== AUSGEWÄHLTER TEXT
Warum soll eigentlich eine Schule oder der Staat dafür zuständig sein, wenn Eltern das Essen für die Kinder nicht bezahlen, obwohl sie dazu ja in der Lage sein sollten.
Bei H4-Empfängern kostet das Essen 1 Euro. Das ist um LÄngen billiger als alles, was Eltern, deren Kinder keine Mensa zur Verfügung haben, zahlen müssten für irgendeine Art von Essen.
Auch 2,80 dürften eigentlich kein Problem sein bei Leuten, die über dem H4-Satz liegen.
Was ist der nächste Schritt? Kindern werden keine Schuhe gekauft und der Staat sorgt zusätzlich für Schuhe?
Wenn die Miete nicht bezahlt wird, ist das kein Problem, der Staat springt ein?
Was ist mit Waschmittel oder Zahnbürsten? Eltern müssen sich einfach um nichts kümmern und die Allgemeinheit zahlt?
Und: wo beginnt Hilfestellung? Wer H4 hat, kann alles Geld ausgeben, der Staat packt drauf? Wer 10 Euro mehr als H4 hat oder auch 200 Euro mehr als H4 bekommt seine Kinder auch versorgt, solange kein Geld auf dem Konto ist?
Wenn man die Kinder betrachtet, kann es einenm ja nur Leid tun. Trotzdem gibt es für alles Grenzen. Wir erziehen Eltern immer mehr zur Verantwortungslosigkeit und die geben es durch ihr negatives Vorbild an die nächste Generation weiter.
So darf das nicht laufen.
Warum könnte man Eltern nicht verpflichten, ihre Kinder am Mittagessen teilnehmen zu lassen und zieht das automatisch vom H4-Bezug ab? Geht natürlich nicht nicht. Da würde unser böser böser Staat ja in die Freiheitsrechte der Eltern eingreifen. Dass die Eltern massiv in die Rechte der Kinder auf einen vernünftigen Erhalt von Gesundheit und Ernährung eingreifen, interessiert keine Sau.
Wir sind leider ein Staat, der immer noch davon ausgeht, dass Kinder das Eigentum der Eltern sind und dass die Selbstverwirklichungrechte von Erwachsenen mehr wert sind als das Wohlergehen und die Gesundheit von Kindern. |
| Wir haben ein Bistro, | | von: petty1412
erstellt: 20.12.2010 20:31:41 |
in dem man entweder bar oder über eine Karte, die 15 Euro im Voraus kostet, bezahlen kann. Damit können die Schüler dann im Bistro alles bezahlen. Sei es der Schoko-Riegel in der Pause oder das Mittagessen. Da gibt es immer zwei Varianten: ein Essen mit Getränk für 1,50 und ein etwas besseres Essen meist noch mit Salattellerchen für 3,80. Lehrer nehmen grundsätzlich die "bessere" Alternative, die meisten Schüler das "Schüleressen". Das Essen ist so lala, weswegen sich viele Schüler dann auch für ein Brötchen entscheiden. Ein normals belegtes kostet 1,20, die Baguette-Variante mit Schnitzel o.ä. gibt es für 1,80. Es kann also jeder für günstiges Geld satt werden. Funktioniert ganz gut.
====
ZU ERLEDIGEN:
1 – Beantworte bitte diese Fragen zum Text über das Schulessen:
(a) Wie viel kostet das Essen bei H4-Empfängern?
(b) Wie viel kostet die Karte für das Bistro im Voraus?
(c) Wofür entscheiden sich viele Schüler, weil das Essen so lala ist?
2 – Gib aus dem Text über das Schulessen alles von „Wenn die Miete“ bis hinunter zu „nächste Generation weiter.“ wortgetreu wieder.
Die anschließenden Zeilen sind eigenständiges Material und gehören nicht zum Text über das Schulessen.
== DATENTEIL
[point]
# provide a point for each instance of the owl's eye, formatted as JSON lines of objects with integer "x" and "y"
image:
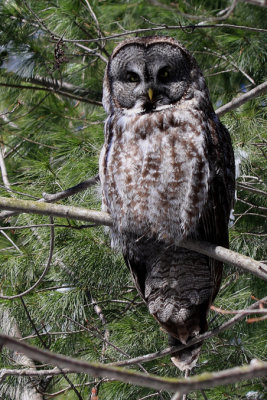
====
ANTWORTEN JE AUFGABE:
1 –
(a) 1 Euro
(b) 15 Euro
(c) Für ein Brötchen

2 –
Wenn die Miete nicht bezahlt wird, ist das kein Problem, der Staat springt ein?
Was ist mit Waschmittel oder Zahnbürsten? Eltern müssen sich einfach um nichts kümmern und die Allgemeinheit zahlt?
Und: wo beginnt Hilfestellung? Wer H4 hat, kann alles Geld ausgeben, der Staat packt drauf? Wer 10 Euro mehr als H4 hat oder auch 200 Euro mehr als H4 bekommt seine Kinder auch versorgt, solange kein Geld auf dem Konto ist?
Wenn man die Kinder betrachtet, kann es einenm ja nur Leid tun. Trotzdem gibt es für alles Grenzen. Wir erziehen Eltern immer mehr zur Verantwortungslosigkeit und die geben es durch ihr negatives Vorbild an die nächste Generation weiter.